→ **PROBLEM TO WORK ON**:
The forum thread below is about rounding an integer up to the next multiple of 10. What result does it say C and C++ give for (-3 % 5)?

→ **EXTRACT TO READ**:
What about ((n + 9) / 10) * 10 ?

Yields 0 => 0, 1 => 10, 8 => 10, 29 => 30, 30 => 30, 31 => 40

How about using integer math:

N=41
N+=9   // Add 9 first to ensure rounding.
N/=10  // Drops the ones place
N*=10  // Puts the ones place back with a zero

in C, one-liner:

int inline roundup10(int n) {
  return ((n - 1) / 10 + 1) * 10;
}

You can do this by performing integer division by 10 rounding up, and then multiplying the result by 10.

To divide A by B rounding up, add B - 1 to A and then divide it by B using "ordinary" integer division

Q = (A + B - 1) / B 

So, for your specific problem the while thing together will look as follows

A = (A + 9) / 10 * 10

This will "snap" A to the next greater multiple of 10.

The need for the division and for the alignment comes up so often that normally in my programs I'd have macros for dividing [unsigned] integers with rounding up

#define UDIV_UP(a, b) (((a) + (b) - 1) / (b))

and for aligning an integer to the next boundary

#define ALIGN_UP(a, b) (UDIV_UP(a, b) * (b))

which would make the above look as

A = ALIGN_UP(A, 10);

P.S. I don't know whether you need this extended to negative numbers. If you do, care should be taken to do it properly, depending on what you need as the result.

You could do the number mod 10. Then take that result subtract it from ten. Then add that result to the original.

if N%10 != 0  #added to account for multiples of ten 
  a=N%10
  N+=10-a

Be aware that answers based on the div and mod operators ("/" and "%") will not work for negative numbers without an if-test, because C and C++ implement those operators incorrectly for negative numbers. (-3 mod 5) is 2, but C and C++ calculate (-3 % 5) as -3.

You can define your own div and mod functions. For example,

int mod(int x, int y) {
  // Assert y > 0
  int ret = x % y;
  if(ret < 0) {
    ret += y;
  }
  return ret;
}

→ **DATA EXCERPT**:
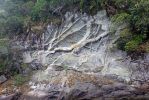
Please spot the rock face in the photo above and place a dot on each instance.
(2, 79)
(82, 64)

→ **CORRECT OUTPUT**:
-3